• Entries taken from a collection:
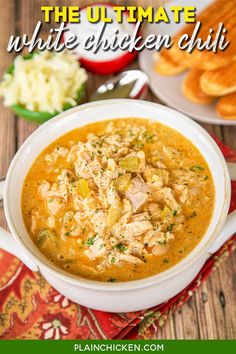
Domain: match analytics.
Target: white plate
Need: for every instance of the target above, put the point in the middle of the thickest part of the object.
(168, 89)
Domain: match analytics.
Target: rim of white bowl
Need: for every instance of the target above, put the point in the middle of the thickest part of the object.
(184, 264)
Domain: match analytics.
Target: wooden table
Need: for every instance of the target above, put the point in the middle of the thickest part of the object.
(210, 313)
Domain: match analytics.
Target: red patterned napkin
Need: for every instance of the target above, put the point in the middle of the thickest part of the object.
(31, 309)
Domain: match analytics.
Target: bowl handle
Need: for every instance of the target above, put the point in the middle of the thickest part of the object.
(232, 170)
(8, 243)
(228, 230)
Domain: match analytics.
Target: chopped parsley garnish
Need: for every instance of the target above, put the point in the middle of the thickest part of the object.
(193, 214)
(197, 168)
(121, 247)
(113, 260)
(170, 227)
(90, 241)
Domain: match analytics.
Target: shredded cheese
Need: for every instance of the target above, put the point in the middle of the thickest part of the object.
(44, 83)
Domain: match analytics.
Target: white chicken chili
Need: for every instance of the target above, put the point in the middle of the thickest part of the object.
(118, 200)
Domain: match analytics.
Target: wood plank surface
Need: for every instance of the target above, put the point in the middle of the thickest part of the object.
(210, 313)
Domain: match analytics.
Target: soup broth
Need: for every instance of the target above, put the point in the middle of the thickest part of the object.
(118, 200)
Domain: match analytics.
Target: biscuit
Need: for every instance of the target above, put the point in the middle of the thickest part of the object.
(219, 82)
(226, 107)
(191, 87)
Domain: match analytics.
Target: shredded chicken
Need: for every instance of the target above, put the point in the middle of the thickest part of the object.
(124, 206)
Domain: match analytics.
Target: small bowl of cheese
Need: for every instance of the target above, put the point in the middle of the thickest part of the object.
(39, 86)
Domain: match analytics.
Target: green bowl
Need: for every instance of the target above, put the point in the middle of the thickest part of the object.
(40, 117)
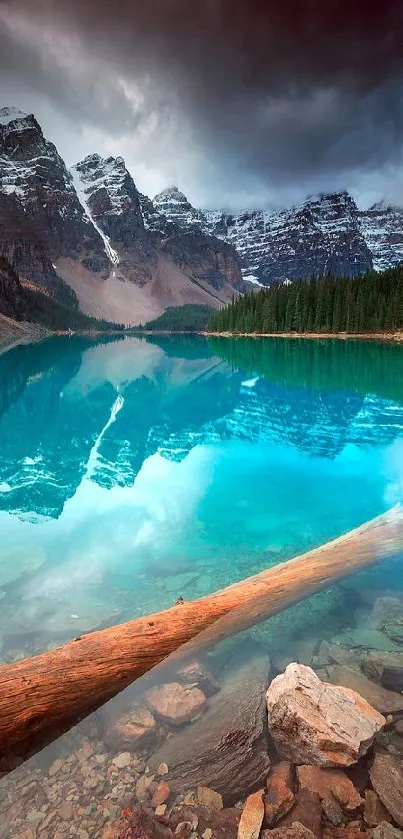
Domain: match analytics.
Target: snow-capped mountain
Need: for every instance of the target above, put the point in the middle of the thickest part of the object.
(83, 234)
(87, 235)
(382, 228)
(33, 173)
(324, 234)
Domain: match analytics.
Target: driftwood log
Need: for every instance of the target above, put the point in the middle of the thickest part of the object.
(227, 749)
(58, 687)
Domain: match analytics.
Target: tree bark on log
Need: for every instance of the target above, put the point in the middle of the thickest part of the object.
(45, 691)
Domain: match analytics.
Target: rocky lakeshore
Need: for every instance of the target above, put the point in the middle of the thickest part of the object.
(297, 739)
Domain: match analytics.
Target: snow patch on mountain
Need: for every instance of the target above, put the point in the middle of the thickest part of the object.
(8, 115)
(82, 194)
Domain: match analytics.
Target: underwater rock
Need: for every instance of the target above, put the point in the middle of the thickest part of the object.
(386, 669)
(385, 701)
(132, 730)
(196, 673)
(175, 703)
(335, 654)
(374, 810)
(225, 749)
(313, 722)
(364, 639)
(330, 783)
(385, 608)
(393, 628)
(386, 775)
(252, 817)
(279, 796)
(139, 822)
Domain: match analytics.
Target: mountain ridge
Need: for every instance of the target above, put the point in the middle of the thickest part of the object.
(80, 234)
(90, 238)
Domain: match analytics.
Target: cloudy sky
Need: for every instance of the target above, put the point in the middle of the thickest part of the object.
(241, 103)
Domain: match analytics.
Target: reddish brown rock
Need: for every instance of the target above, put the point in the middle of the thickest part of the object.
(374, 810)
(307, 810)
(294, 831)
(139, 823)
(315, 722)
(132, 730)
(330, 783)
(350, 831)
(175, 703)
(279, 796)
(387, 780)
(252, 817)
(161, 794)
(209, 798)
(385, 701)
(332, 812)
(224, 824)
(384, 830)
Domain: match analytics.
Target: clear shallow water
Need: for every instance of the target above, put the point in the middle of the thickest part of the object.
(134, 471)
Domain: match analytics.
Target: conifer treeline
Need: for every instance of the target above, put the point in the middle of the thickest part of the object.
(371, 302)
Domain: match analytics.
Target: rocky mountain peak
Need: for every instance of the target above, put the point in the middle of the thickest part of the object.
(10, 115)
(176, 207)
(110, 200)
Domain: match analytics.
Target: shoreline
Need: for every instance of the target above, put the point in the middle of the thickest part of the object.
(340, 336)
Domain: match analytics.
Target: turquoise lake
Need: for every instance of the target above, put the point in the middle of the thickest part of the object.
(135, 471)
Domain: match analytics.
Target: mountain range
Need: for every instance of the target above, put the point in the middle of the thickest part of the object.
(88, 238)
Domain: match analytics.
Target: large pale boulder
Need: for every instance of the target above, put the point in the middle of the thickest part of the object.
(314, 722)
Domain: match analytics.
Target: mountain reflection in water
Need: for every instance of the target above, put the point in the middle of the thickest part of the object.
(133, 471)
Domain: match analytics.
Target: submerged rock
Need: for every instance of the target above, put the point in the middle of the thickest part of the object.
(313, 722)
(385, 701)
(384, 609)
(175, 703)
(226, 748)
(194, 672)
(387, 780)
(132, 730)
(386, 669)
(393, 628)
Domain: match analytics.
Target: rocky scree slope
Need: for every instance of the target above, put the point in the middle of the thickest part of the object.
(325, 234)
(81, 233)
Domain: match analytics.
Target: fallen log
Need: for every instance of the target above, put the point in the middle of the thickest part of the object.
(45, 691)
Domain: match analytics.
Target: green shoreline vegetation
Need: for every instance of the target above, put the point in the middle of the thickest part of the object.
(371, 303)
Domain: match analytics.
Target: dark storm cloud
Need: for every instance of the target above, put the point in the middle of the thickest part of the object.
(281, 95)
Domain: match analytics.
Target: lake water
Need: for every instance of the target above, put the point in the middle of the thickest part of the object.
(136, 471)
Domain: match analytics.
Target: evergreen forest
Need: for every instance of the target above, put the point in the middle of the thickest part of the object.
(367, 303)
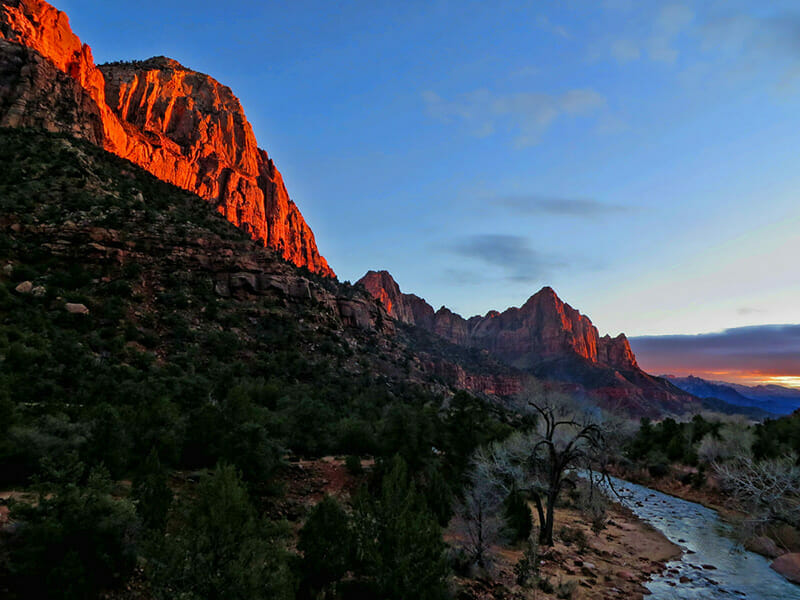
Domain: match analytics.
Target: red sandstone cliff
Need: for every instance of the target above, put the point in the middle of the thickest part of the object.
(182, 126)
(546, 337)
(544, 327)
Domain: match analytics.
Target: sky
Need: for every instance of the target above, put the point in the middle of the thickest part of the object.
(638, 157)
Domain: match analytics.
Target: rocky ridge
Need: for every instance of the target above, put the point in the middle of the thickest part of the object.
(182, 126)
(545, 337)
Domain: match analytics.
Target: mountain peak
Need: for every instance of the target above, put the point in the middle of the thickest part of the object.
(182, 126)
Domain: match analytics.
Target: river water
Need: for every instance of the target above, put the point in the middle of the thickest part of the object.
(713, 567)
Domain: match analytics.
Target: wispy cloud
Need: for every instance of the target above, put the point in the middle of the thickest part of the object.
(658, 44)
(527, 115)
(511, 254)
(765, 349)
(553, 205)
(542, 22)
(752, 43)
(625, 50)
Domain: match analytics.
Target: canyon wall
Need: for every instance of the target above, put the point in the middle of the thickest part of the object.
(184, 127)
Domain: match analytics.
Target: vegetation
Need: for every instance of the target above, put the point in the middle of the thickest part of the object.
(198, 398)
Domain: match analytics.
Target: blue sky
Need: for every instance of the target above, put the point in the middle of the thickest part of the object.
(639, 157)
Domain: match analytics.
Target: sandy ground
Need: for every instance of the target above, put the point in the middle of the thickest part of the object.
(613, 564)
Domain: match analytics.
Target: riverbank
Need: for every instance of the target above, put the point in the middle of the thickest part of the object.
(774, 542)
(612, 564)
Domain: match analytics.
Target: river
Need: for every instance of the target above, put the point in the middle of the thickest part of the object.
(710, 566)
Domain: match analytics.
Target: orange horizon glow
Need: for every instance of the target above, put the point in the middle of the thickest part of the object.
(741, 377)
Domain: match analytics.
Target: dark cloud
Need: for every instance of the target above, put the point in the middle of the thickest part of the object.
(512, 253)
(768, 35)
(765, 349)
(553, 205)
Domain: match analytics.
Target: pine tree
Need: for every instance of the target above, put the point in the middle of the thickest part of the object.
(326, 541)
(221, 549)
(151, 493)
(400, 544)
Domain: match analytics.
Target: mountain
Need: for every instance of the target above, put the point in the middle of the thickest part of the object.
(182, 126)
(545, 337)
(773, 399)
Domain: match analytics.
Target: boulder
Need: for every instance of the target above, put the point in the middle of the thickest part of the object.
(26, 287)
(788, 565)
(764, 546)
(76, 308)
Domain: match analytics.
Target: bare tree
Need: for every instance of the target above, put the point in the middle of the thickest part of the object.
(768, 490)
(479, 520)
(567, 437)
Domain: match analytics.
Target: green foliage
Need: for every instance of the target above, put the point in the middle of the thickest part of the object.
(518, 517)
(573, 535)
(327, 544)
(526, 569)
(353, 465)
(399, 543)
(220, 548)
(151, 493)
(670, 441)
(75, 541)
(777, 437)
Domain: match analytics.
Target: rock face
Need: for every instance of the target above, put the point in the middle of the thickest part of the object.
(35, 93)
(544, 327)
(545, 337)
(788, 565)
(182, 126)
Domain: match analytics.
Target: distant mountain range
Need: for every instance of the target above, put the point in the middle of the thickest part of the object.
(187, 129)
(773, 399)
(549, 339)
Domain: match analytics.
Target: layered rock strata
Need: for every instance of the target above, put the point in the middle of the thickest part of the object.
(184, 127)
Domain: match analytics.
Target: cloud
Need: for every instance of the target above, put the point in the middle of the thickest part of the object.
(553, 205)
(511, 253)
(625, 50)
(544, 23)
(764, 349)
(746, 47)
(670, 21)
(527, 115)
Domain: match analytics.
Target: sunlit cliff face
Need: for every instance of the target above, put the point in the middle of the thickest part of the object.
(182, 126)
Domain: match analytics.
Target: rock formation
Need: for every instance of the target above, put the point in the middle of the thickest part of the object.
(544, 327)
(182, 126)
(545, 337)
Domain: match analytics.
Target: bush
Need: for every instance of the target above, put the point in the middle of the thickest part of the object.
(519, 520)
(353, 465)
(220, 548)
(574, 535)
(526, 570)
(399, 542)
(565, 589)
(73, 543)
(326, 542)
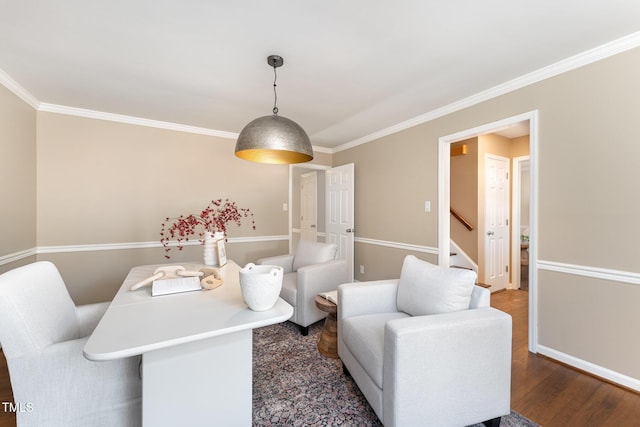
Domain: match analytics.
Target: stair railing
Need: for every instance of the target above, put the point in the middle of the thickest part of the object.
(462, 219)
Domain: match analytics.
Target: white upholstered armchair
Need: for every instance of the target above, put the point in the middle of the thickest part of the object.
(312, 269)
(42, 334)
(426, 349)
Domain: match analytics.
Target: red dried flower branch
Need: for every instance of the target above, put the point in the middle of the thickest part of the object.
(215, 217)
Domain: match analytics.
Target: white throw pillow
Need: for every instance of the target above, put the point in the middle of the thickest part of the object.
(425, 288)
(309, 252)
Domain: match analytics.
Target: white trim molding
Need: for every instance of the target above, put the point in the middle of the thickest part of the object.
(146, 245)
(398, 245)
(17, 256)
(592, 272)
(592, 368)
(593, 55)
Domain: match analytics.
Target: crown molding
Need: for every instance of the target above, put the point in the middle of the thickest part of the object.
(120, 118)
(19, 91)
(585, 58)
(593, 55)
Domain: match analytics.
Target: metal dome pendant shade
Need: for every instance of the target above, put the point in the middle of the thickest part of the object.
(274, 139)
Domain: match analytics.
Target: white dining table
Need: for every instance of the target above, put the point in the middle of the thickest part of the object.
(196, 348)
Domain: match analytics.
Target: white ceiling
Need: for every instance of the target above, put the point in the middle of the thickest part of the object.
(352, 68)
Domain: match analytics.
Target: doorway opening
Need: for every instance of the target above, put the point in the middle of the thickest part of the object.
(446, 143)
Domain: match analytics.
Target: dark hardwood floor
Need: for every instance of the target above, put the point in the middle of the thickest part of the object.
(544, 391)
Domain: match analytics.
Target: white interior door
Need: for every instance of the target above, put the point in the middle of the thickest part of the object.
(496, 239)
(309, 206)
(340, 227)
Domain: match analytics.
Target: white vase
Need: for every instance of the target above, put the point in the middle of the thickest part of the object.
(211, 248)
(261, 285)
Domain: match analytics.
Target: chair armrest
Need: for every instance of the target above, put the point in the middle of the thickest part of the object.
(480, 297)
(460, 359)
(316, 278)
(377, 296)
(284, 261)
(59, 376)
(323, 277)
(89, 315)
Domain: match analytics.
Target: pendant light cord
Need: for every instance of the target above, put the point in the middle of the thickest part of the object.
(275, 93)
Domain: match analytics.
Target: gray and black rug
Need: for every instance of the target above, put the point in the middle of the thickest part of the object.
(294, 385)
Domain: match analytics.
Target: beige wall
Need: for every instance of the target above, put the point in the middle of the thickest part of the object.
(588, 205)
(17, 179)
(101, 183)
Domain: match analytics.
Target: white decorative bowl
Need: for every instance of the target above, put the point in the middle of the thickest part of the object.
(261, 285)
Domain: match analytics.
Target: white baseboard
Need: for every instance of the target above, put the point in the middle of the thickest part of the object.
(592, 368)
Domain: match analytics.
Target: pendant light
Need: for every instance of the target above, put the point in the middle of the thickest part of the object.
(274, 139)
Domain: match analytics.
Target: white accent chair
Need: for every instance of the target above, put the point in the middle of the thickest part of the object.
(426, 349)
(312, 269)
(43, 335)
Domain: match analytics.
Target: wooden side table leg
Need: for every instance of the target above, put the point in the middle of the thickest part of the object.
(328, 341)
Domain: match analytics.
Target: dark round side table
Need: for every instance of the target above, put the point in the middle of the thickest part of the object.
(328, 341)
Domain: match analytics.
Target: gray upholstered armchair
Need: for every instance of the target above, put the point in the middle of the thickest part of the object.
(42, 335)
(312, 269)
(426, 349)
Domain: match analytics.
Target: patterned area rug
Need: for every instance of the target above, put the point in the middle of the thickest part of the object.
(294, 385)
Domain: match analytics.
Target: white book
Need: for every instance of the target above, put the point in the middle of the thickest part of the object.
(174, 286)
(330, 296)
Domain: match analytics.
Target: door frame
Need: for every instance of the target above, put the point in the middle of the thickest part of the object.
(302, 190)
(483, 227)
(304, 166)
(444, 203)
(516, 218)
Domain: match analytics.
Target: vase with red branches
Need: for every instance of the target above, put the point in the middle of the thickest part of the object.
(215, 218)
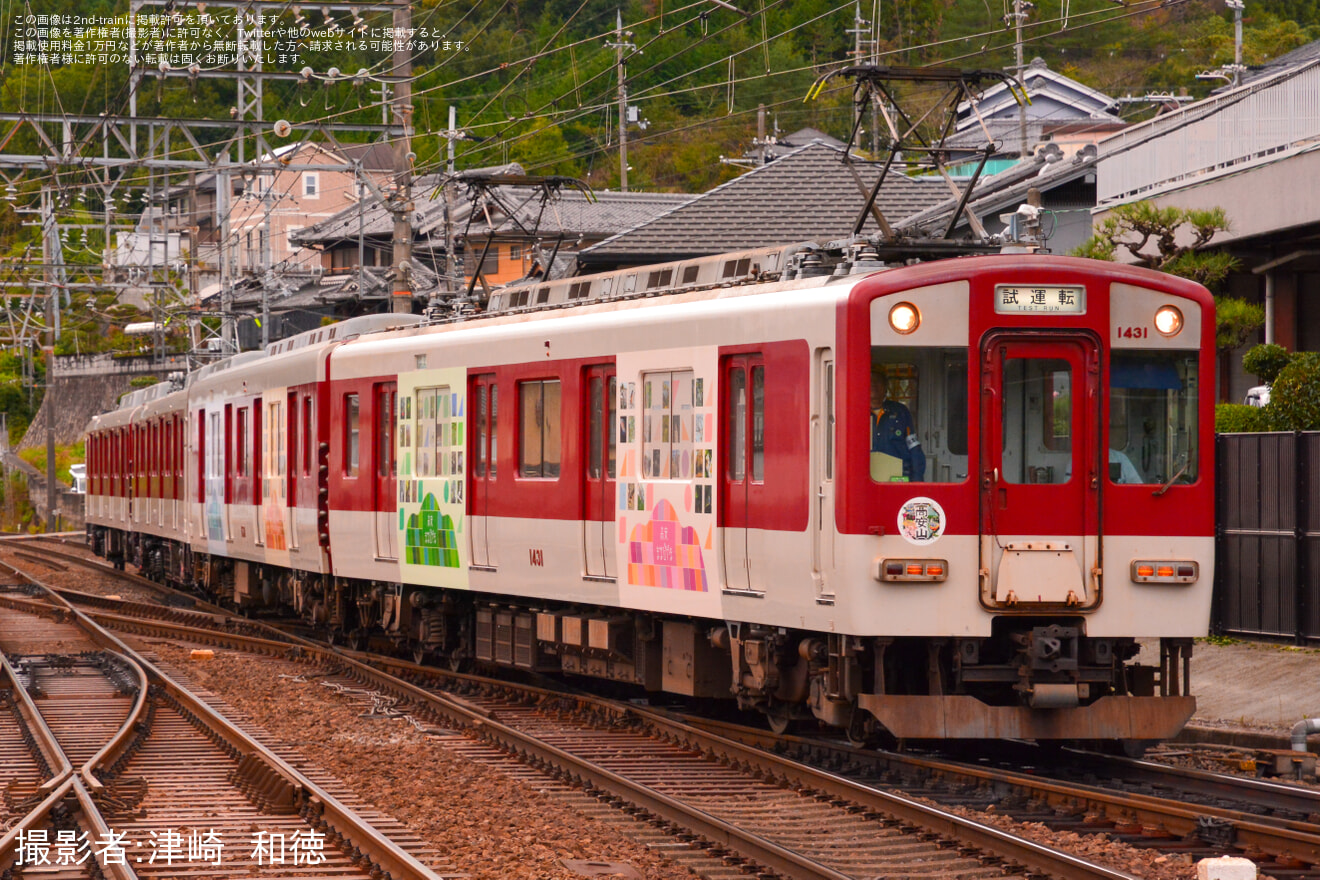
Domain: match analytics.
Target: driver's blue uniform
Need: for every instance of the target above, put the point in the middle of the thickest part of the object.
(892, 434)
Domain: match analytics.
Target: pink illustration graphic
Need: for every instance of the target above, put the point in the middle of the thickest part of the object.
(665, 553)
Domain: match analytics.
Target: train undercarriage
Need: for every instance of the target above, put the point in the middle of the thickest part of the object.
(1031, 678)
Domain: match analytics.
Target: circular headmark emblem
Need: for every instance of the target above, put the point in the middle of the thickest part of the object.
(920, 521)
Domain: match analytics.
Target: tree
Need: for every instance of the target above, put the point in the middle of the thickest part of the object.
(1266, 362)
(1295, 396)
(1150, 235)
(1138, 226)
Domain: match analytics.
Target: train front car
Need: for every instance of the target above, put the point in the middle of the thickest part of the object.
(1024, 500)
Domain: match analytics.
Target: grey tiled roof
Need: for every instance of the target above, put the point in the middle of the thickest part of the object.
(807, 194)
(570, 213)
(1006, 189)
(1300, 56)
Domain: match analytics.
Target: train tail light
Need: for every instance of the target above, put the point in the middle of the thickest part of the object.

• Goal of the exercise: Could you copy, exactly and with no pictures, each line from the first one above to the line holding "Target: biscuit"?

• Problem solution:
Domain: match analytics.
Target: white plate
Need: for every instance of the target above, put the point in the middle of the thickest part of the object.
(168, 89)
Domain: match analytics.
Target: rim of white bowl
Need: for every instance of the target above, put the point in the middle of the thickest part of the object.
(184, 264)
Domain: match analytics.
Target: wooden table
Need: for every instance of the target above, put the point in the middle of the thickest part of the object.
(210, 313)
Domain: match analytics.
Target: red patterned napkin
Need: for every instance of the target above, put the point in the middle of the thickest part of the object.
(31, 309)
Domain: match analytics.
Target: bowl handle
Need: for every instance of the target above, put the point in the middle of the thickest part of the object.
(232, 170)
(8, 243)
(228, 230)
Domain: match analytics.
Target: chopped parsley garnish
Need: for every instance of the target above, put the point in the middle of the thickest part of the object.
(193, 214)
(197, 168)
(121, 247)
(113, 260)
(170, 227)
(90, 241)
Domain: match analytics.
Target: shredded cheese
Need: for every instance of the target above, put the point in the middle of the thickest part of the object.
(44, 83)
Domain: match analytics.
Target: white chicken chili
Need: for every instance of the target above, put the point in the middle of the thickest part of the object.
(118, 200)
Domain: match analytics.
Target: wood plank surface
Need: for every instance of the target above, put the point in the middle of the thickest part of the object.
(210, 313)
Domain: match analytics.
Target: soup broth
Need: for every instance of the target above, put the point in the middle of the thickest part of the object.
(118, 200)
Domain: match analytics.
Target: biscuit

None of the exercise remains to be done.